» BRIEF
Express the stretch from the start of the items through the line containing "column 542, row 97" as a JSON list of strings, one string per line, with blank lines omitted. Leave the pictures out of the answer.

Entries from a pointing dataset:

## BEGIN

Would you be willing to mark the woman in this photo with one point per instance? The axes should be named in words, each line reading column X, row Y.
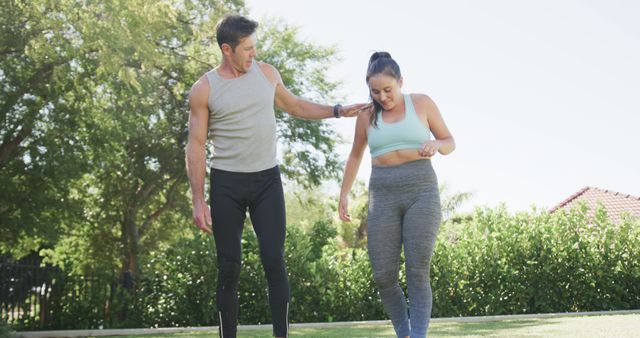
column 404, row 203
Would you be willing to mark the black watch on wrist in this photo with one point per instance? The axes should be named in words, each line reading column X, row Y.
column 336, row 110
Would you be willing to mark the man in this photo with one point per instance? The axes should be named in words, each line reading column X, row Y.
column 234, row 104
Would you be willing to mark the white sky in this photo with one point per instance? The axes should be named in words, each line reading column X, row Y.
column 542, row 97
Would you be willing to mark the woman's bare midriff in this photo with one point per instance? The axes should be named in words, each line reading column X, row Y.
column 397, row 157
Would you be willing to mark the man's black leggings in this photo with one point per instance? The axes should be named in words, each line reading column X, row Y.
column 232, row 193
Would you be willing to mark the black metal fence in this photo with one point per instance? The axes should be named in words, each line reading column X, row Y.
column 34, row 297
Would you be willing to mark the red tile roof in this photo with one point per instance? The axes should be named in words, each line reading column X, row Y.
column 614, row 202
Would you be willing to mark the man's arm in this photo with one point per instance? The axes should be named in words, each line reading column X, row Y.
column 196, row 152
column 300, row 107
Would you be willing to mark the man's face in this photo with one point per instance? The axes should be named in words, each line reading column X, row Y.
column 241, row 57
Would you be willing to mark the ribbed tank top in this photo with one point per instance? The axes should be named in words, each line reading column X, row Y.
column 242, row 122
column 408, row 133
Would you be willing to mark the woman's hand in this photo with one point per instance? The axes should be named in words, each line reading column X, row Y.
column 343, row 209
column 430, row 148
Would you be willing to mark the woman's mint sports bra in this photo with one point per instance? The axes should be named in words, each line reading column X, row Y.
column 408, row 133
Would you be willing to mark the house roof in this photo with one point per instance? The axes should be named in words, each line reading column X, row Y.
column 614, row 202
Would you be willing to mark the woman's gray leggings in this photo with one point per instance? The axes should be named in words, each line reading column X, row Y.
column 404, row 209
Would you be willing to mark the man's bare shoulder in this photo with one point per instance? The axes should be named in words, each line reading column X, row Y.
column 270, row 72
column 201, row 87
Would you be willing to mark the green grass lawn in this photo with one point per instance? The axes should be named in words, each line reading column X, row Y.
column 588, row 327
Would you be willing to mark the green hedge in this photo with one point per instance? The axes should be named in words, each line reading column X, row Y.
column 497, row 263
column 489, row 263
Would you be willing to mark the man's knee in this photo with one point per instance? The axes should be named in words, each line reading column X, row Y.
column 385, row 279
column 229, row 273
column 274, row 266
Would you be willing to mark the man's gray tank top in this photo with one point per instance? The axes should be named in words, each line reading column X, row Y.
column 242, row 122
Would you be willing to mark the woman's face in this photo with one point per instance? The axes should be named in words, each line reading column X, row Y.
column 385, row 90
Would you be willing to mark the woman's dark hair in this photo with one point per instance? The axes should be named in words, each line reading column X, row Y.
column 232, row 28
column 380, row 63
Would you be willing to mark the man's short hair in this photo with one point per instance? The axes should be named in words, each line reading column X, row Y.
column 232, row 28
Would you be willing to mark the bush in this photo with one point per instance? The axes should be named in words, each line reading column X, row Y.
column 536, row 263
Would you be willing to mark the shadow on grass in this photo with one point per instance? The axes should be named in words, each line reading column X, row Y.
column 459, row 329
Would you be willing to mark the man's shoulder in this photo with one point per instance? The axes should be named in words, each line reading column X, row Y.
column 201, row 87
column 269, row 71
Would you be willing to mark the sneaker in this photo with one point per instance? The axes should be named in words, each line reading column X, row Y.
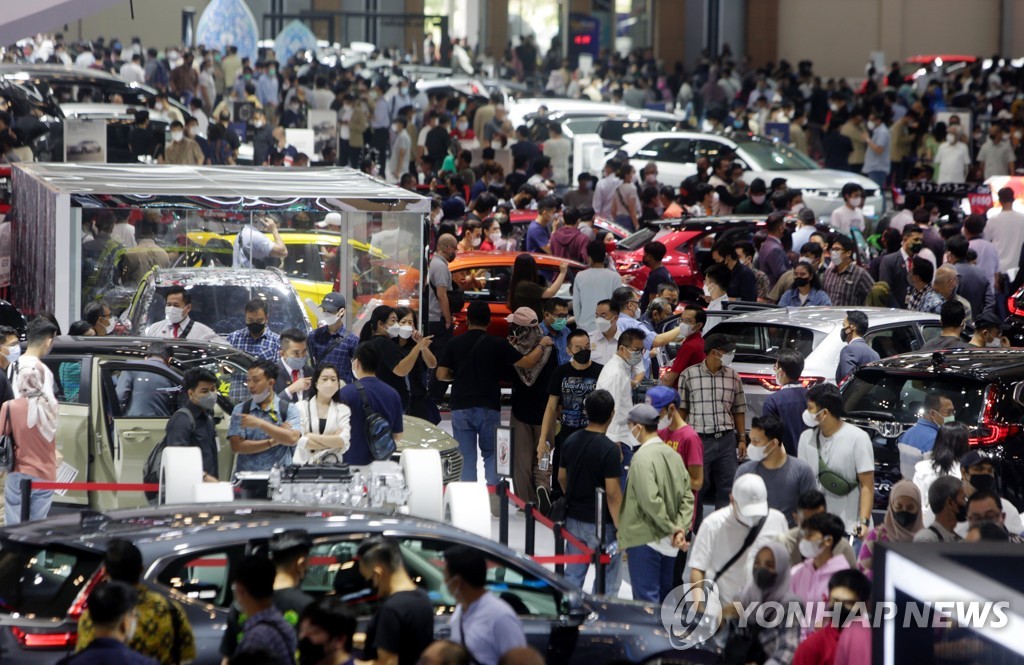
column 544, row 500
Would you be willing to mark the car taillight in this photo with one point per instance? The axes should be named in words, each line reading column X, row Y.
column 767, row 381
column 996, row 431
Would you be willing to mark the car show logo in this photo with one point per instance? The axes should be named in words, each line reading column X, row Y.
column 691, row 614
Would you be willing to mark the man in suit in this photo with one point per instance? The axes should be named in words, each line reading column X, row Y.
column 895, row 267
column 295, row 372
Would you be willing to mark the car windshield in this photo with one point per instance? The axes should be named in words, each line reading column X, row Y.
column 42, row 581
column 762, row 341
column 900, row 398
column 766, row 155
column 222, row 306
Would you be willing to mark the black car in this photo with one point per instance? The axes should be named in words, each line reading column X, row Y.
column 885, row 399
column 48, row 568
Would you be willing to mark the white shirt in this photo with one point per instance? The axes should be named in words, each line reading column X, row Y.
column 616, row 379
column 199, row 332
column 1006, row 232
column 848, row 453
column 719, row 538
column 250, row 244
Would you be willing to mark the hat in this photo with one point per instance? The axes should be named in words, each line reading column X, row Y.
column 333, row 302
column 723, row 342
column 751, row 495
column 643, row 414
column 974, row 457
column 522, row 317
column 662, row 396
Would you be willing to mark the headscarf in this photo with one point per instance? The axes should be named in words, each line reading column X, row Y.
column 525, row 341
column 35, row 383
column 777, row 592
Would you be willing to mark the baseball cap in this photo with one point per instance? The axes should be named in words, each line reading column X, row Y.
column 751, row 496
column 522, row 317
column 662, row 396
column 643, row 414
column 333, row 302
column 723, row 342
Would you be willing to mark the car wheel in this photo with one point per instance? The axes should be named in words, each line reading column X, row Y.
column 426, row 487
column 467, row 506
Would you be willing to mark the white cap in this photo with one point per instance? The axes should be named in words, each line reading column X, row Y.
column 751, row 495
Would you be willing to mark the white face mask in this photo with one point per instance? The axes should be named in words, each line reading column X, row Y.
column 174, row 315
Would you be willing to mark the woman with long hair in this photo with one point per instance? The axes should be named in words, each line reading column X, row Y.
column 526, row 288
column 326, row 420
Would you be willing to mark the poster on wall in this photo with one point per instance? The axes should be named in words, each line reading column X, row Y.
column 325, row 126
column 85, row 140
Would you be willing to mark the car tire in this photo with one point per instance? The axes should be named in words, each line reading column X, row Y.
column 426, row 486
column 467, row 506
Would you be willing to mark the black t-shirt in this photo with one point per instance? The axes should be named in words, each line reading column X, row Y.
column 572, row 386
column 588, row 458
column 403, row 625
column 528, row 402
column 477, row 369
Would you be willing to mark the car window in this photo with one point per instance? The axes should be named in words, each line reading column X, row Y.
column 43, row 580
column 901, row 398
column 678, row 151
column 204, row 577
column 761, row 341
column 892, row 341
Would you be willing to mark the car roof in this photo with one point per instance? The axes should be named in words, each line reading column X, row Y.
column 827, row 318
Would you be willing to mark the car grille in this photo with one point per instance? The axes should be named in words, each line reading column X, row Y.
column 451, row 465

## END

» CORRECT ANSWER
[
  "Would you be willing to mark the woman in this photo with one point per instance? The axes should be named in words, each line reading column X, row Y.",
  "column 404, row 203",
  "Would you be willing to mark the black watch on wrist in this photo with one point per instance? The axes should be named in words, each line reading column X, row Y.",
  "column 336, row 110",
  "Would you be willing to mark the man in this photo with one point per instance? The axes should be named in words, each line reading column X, row Y.",
  "column 234, row 104",
  "Would you be willing to mark the white sky in this photo with one point per instance? The axes should be named in words, each line reading column X, row Y.",
  "column 542, row 97"
]